* _The task_
Copy out the entries below in full and exactly.

* _Exercise material_
________________

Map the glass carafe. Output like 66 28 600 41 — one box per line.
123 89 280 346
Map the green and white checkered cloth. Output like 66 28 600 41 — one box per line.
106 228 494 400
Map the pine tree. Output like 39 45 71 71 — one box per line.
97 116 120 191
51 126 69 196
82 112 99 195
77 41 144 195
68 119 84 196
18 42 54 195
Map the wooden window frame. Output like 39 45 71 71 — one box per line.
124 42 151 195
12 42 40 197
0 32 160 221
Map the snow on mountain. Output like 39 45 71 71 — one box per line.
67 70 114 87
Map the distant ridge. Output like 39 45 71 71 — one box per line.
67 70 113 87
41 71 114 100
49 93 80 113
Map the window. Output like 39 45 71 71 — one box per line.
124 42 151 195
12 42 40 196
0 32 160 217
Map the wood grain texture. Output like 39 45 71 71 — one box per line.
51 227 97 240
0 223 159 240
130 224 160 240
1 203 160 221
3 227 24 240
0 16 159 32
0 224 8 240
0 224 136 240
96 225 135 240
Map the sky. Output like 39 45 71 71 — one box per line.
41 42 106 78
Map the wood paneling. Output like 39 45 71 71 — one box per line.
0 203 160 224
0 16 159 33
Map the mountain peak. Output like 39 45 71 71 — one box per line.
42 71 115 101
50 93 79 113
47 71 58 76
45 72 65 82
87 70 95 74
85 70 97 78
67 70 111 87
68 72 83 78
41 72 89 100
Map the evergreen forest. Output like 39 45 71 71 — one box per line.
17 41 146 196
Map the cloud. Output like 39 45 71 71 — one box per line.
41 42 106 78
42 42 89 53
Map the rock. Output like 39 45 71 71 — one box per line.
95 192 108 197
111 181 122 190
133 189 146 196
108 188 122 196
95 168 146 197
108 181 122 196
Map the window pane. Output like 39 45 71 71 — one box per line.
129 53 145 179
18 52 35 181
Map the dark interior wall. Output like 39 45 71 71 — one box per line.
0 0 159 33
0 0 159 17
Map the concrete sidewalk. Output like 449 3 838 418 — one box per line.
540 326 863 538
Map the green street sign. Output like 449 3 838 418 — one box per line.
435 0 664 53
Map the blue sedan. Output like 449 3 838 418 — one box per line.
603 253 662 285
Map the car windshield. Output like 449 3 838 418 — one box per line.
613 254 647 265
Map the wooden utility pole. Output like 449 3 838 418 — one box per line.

________________

* _Problem solution_
Map the glass carafe. Output like 66 28 600 41 — one box per line.
123 89 280 346
Map the green and white checkered cloth. Output like 66 28 600 41 — one box per line.
106 228 494 400
Map the pine tree. Output like 39 45 71 71 — one box per line.
97 116 120 191
51 126 69 196
82 112 99 195
77 41 144 195
68 119 84 196
18 42 54 195
Map the wooden window frame. Output like 39 45 71 71 — one box per line.
124 42 151 195
12 42 40 197
0 32 160 221
Map the snow on mountain. Output like 39 45 71 71 — one box per line.
67 70 114 87
Map the distant ridge. Output like 39 45 71 71 — one box per line.
67 70 113 87
41 71 114 100
49 93 80 113
Map the window. Output like 39 45 71 71 — one box per line.
124 42 151 195
12 42 40 196
0 32 160 217
Map the wood grain texture. Output like 39 45 71 71 — one box per line.
51 227 97 240
0 223 159 240
130 224 160 240
1 203 160 221
3 227 24 240
0 16 159 32
0 224 8 240
0 224 136 240
96 225 135 240
Map the sky. Output like 39 45 71 71 — one box per line.
41 42 106 78
Map the wood paneling. Output like 39 45 71 71 — one box per line.
0 203 160 224
0 16 159 33
Map the mountain peak. Output like 39 45 71 71 — one box per line.
42 71 115 101
50 93 79 113
47 71 58 76
45 72 65 82
87 70 95 74
85 70 97 78
67 70 111 87
68 72 83 78
41 72 89 100
Map the evergreen forest. Output like 39 45 71 71 — one box per line.
17 41 146 196
Map the cloud. Output like 39 45 71 71 — one box per line.
41 42 106 78
42 42 89 53
Map the rock. Output like 39 45 71 71 — one box per line.
95 192 108 197
111 181 122 190
133 189 146 196
108 188 122 196
95 168 146 197
108 181 122 196
Map the window pane. Output like 39 45 71 71 — one box per line.
129 53 145 179
18 52 35 181
Map the dark interior wall. Output like 39 45 71 71 — one box per line.
0 0 159 33
0 0 159 17
Map the concrete sidewalk. Output like 449 3 838 418 — one box per line.
540 326 863 538
Map the green street sign. Output like 449 3 838 418 — one box per line.
435 0 664 53
Map the blue sedan. Output like 449 3 838 418 — one box per line.
603 253 662 285
Map the car windshield. Output like 449 3 838 418 — one box per line.
613 254 647 265
Map the wooden utility pole. Output like 449 3 838 418 — one box per line.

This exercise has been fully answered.